Any Lua references to the string on will also be resolved to the same ROM TString constant,
thus avoiding the need to create a new RAM-based TString or its subsequent garbage collection.
Whilst this preprocessor approach isn't ideal, it hasn't proved an issue in practice.

As ROM based constant are truly immutable, some adjustments have been made to exclude these from
the scope of the garbage collector, so that it only marks and scans RAM-based resources.
RO Tables

The LROR tables comprise two components:

a ROtable header record which is a cut-down variant of the current Table structure. The bulk of
the Lua runtime code code-base treats Table records as an encapsulated resource (the main
exceptions are in the low level handling in ltable.c and lgc.c). By unifying these RW and RO
forms, the RO handling is therefore largely hidden at a code level, minimising the changes needed to
support RO tables.
an RO entry (luaR_entry) vector, that is backwards compatible with the luaR_entry encoding
used in NodeMCU 5.1, however TString keys and values are now supported as well as the ability to
reference secondary tables using ROTable as well as luaR_entry referenceds. Using a simple
vector format also simplifies the declaration of LROR tables as these can now be simply declared
inline using the standard C supporting LROR macros.

Whereas RW tables are hashed with an access time O(1), accessing RO table entry lists are
O(N) and this is doubly bad news with flash access times. I therefore extended the look aside
cache that Lua 5.3 has added (to accelerate C string to interned string conversion) to accelerate RO
table entry accesses. See Lookaside Cache below for details. This means that
repeated RO based table entries such as ROM_G.pairs are typically accessed in a single ROM probe.
All RO tables must follow the Lua model of requiring a Table header record (and in the case
of RO tables the smaller 16 byte variant). However, RTOable headers can either

be located in RO flash address space and declared with the LROR_TABLE macros, or
be created at runtime and stored in the Lua registry, together with a referencing Lvalue.

[Entries from a pointing dataset]
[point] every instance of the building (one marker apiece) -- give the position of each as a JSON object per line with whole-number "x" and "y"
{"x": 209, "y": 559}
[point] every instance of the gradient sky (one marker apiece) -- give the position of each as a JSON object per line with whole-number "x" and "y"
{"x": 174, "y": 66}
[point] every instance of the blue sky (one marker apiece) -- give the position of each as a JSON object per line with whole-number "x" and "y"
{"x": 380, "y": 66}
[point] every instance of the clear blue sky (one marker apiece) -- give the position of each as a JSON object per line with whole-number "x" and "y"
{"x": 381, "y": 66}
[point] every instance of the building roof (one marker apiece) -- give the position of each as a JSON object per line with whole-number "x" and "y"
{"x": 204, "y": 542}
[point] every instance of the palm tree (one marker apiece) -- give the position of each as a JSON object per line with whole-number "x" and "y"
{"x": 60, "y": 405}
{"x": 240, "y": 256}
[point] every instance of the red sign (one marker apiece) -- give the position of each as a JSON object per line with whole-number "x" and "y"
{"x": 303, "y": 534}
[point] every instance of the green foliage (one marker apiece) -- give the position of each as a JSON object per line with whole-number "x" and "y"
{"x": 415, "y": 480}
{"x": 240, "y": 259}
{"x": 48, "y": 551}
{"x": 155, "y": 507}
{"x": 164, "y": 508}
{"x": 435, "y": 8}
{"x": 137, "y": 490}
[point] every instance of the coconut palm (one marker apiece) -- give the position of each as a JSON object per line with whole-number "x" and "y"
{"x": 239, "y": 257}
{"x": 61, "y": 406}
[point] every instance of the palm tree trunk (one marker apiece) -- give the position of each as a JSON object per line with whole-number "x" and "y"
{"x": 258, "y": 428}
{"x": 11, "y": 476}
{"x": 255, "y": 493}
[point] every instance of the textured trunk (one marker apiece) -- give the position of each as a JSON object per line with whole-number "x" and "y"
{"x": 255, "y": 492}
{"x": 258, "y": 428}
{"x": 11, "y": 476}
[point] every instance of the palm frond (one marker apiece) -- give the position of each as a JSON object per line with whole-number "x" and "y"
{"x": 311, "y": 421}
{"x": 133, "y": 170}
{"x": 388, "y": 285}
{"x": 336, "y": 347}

Task A: Decide whether each of the following statements agrees with the passage on Lua read-only tables, answering yes or no and quoting the deciding words of the passage: (i) accessing RO table entry lists takes O(1) time; (ii) the garbage collector was adjusted so that it only marks and scans RAM-based resources; (iii) the RO entry vector is backwards compatible with the luaR_entry encoding used in NodeMCU 5.1.
Task B: Quote the passage on Lua read-only tables word for word, taking everything from "Whilst this preprocessor" down to "support RO tables.".
Task C: Continue the passage on Lua read-only tables from the point at which it stops.

Response A:
(i) No: "Whereas RW tables are hashed with an access time O(1), accessing RO table entry lists are O(N)"
(ii) Yes: "some adjustments have been made to exclude these from the scope of the garbage collector, so that it only marks and scans RAM-based resources"
(iii) Yes: "that is backwards compatible with the luaR_entry encoding used in NodeMCU 5.1"

Response B:
Whilst this preprocessor approach isn't ideal, it hasn't proved an issue in practice.

As ROM based constant are truly immutable, some adjustments have been made to exclude these from
the scope of the garbage collector, so that it only marks and scans RAM-based resources.
RO Tables

The LROR tables comprise two components:

a ROtable header record which is a cut-down variant of the current Table structure. The bulk of
the Lua runtime code code-base treats Table records as an encapsulated resource (the main
exceptions are in the low level handling in ltable.c and lgc.c). By unifying these RW and RO
forms, the RO handling is therefore largely hidden at a code level, minimising the changes needed to
support RO tables.

Response C:
In this second case, rather than using the registry reference scheme as described in [PiL 28.3],
we follow the alternative convention used for single instance resources, which is to use the address
of the luaR_entry vector as the registry key.
We need this approach to enable backwards compatibility for NodeMCU modules which still declare
tables using the deprecated eLua declaration system. (It also enables the declaration of RO table
with Lua updatable metatables.) Details TBC. An extra LValue table attribute used by the
luaH_getshortstr() and luaH_getint() access routines to indirect from any LROVAL entries in
luaR_entry to the corresponding Lvalue in the registry effectively hiding this deprecated use.
This enables the Lua runtime to support unmodified NodeMCU 5.1 modules, albeit with some small RAM
and runtime overhead.
The main functional difference between RO and RW tables is that all write access methods to RO
tables will throw a Lua error, as RO tables have to be declared statically at compile time in the
source code.
Excepting those with Lua registered headers, ROTables can only have a RO metatable, and attempting
to do a setmetatable() in this case will also throw a Lua error.  Of course RW tables and userdata
can still use an RO metatable, and the eLua-added API call luaL_rometatable() API is still be
available call so that userdata types can be bound to by a string name.
ROM_G Table

This is a small change but important enough to detail separately. A variant of the current NodeMCU
5.1 NODEMCU_MODULE() macro technique is used to allow individual luaR_entry declarations used
for inline declaration of RO globals.
These are allocated in a dedicated linker section so lbaselib.c:luaopen_base() allocates a
registry RO header for this global vector and assigns the globalROM_G and creates a single entry
__index = ROM_G metatable for _G. Hence all entries in ROM_G are resolved as global using
standard Lua inheritance rules.
Note that since the ROM_G table is visible as a Lua global and is enumerable by the pairs
function: for k,v in pairs(ROM_G) do --....
The entries for core functions such as print and pairs are created by section and linker magic
in this table, as are any global table definitions such as string and any user modules.  And since
ROM_G is just a standard ROTable, lookaside caching also works for these entries.
User modules can also statically declare global functions and values in the same way, so for
example ltablib.c contains the following conditional static declaration to add the table unpack
function as the global unpack (NLF is an acronym, Named Lightweight Function):
#if defined(LUA_COMPAT_UNPACK)
  LROR_GLOBAL_NLF(unpack, unpack)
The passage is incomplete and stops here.